■ WORK REQUIRED ■
Using the listing, copy each whole line that features "floor".

■ STORED DATA ■
•••
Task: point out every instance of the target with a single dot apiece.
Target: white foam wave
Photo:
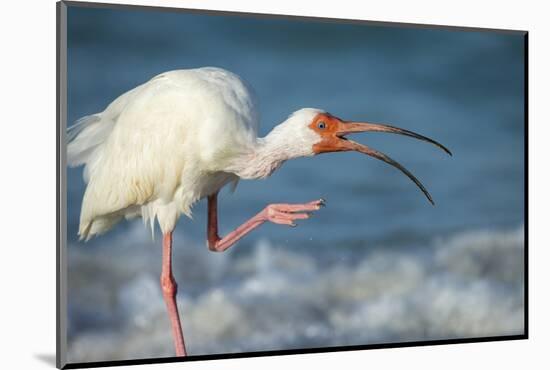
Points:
(466, 285)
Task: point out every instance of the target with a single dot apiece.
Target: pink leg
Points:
(169, 291)
(283, 214)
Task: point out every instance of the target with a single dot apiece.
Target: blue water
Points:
(464, 89)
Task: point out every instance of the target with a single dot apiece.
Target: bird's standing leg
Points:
(283, 214)
(169, 291)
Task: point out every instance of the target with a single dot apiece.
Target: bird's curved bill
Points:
(345, 128)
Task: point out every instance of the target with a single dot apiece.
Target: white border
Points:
(28, 182)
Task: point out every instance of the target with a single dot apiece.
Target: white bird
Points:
(180, 137)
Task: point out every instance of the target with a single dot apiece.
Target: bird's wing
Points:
(158, 138)
(86, 136)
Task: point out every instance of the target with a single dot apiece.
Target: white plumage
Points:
(162, 146)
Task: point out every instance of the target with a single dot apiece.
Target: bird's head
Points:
(313, 131)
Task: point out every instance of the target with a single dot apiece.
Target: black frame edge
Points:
(287, 16)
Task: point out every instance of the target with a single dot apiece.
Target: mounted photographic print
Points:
(235, 184)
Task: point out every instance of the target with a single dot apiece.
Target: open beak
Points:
(344, 144)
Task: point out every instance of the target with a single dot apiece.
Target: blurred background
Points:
(379, 264)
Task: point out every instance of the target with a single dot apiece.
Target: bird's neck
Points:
(265, 156)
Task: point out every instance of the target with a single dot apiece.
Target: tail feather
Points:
(84, 137)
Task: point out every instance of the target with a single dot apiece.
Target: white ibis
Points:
(180, 137)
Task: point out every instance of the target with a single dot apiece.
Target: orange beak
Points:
(334, 140)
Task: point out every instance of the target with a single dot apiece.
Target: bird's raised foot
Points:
(287, 214)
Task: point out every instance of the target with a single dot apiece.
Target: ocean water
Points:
(379, 264)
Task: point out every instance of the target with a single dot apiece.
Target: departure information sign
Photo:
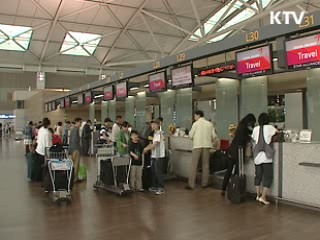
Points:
(108, 93)
(254, 62)
(122, 90)
(303, 52)
(157, 82)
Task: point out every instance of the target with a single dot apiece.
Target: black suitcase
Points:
(35, 162)
(146, 172)
(60, 181)
(106, 173)
(236, 191)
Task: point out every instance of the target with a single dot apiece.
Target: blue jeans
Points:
(157, 172)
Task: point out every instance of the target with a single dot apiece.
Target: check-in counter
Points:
(296, 169)
(249, 170)
(301, 173)
(181, 155)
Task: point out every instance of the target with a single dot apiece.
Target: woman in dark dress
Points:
(241, 139)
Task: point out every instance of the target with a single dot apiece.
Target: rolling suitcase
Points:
(106, 173)
(146, 172)
(60, 181)
(236, 191)
(34, 167)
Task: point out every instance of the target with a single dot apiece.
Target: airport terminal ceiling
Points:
(94, 36)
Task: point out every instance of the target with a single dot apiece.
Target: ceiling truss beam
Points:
(105, 59)
(152, 34)
(52, 28)
(166, 22)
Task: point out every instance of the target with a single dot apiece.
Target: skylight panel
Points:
(265, 3)
(242, 16)
(222, 15)
(219, 38)
(80, 44)
(15, 38)
(211, 23)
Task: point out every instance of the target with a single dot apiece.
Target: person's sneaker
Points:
(188, 187)
(153, 189)
(160, 191)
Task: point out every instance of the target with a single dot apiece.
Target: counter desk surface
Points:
(296, 169)
(301, 173)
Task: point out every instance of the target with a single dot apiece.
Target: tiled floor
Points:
(27, 214)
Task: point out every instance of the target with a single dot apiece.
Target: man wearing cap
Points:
(86, 138)
(105, 135)
(74, 147)
(116, 128)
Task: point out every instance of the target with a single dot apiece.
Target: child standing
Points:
(157, 155)
(135, 151)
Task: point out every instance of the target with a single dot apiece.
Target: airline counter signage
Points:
(108, 93)
(216, 70)
(122, 90)
(254, 62)
(303, 52)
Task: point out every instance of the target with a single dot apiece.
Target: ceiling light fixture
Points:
(134, 88)
(98, 96)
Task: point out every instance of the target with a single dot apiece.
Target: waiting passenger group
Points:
(150, 141)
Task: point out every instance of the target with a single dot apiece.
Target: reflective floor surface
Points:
(26, 212)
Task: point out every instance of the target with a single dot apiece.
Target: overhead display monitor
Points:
(303, 52)
(62, 103)
(255, 62)
(88, 98)
(80, 99)
(108, 93)
(122, 90)
(217, 70)
(53, 106)
(67, 102)
(158, 82)
(182, 77)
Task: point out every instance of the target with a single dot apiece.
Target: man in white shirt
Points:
(116, 128)
(157, 155)
(203, 135)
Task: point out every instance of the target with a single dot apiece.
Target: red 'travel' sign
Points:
(216, 70)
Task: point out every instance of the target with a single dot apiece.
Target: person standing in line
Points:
(1, 131)
(65, 137)
(203, 135)
(59, 130)
(160, 119)
(241, 138)
(86, 138)
(74, 147)
(28, 137)
(157, 158)
(44, 140)
(263, 158)
(116, 129)
(135, 151)
(123, 139)
(105, 134)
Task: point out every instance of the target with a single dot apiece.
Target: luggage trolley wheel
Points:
(96, 186)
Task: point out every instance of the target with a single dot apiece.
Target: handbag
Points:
(262, 146)
(248, 150)
(82, 175)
•••
■ SOLVED EXERCISE ■
Target: tiled floor
Target: reflective floor surface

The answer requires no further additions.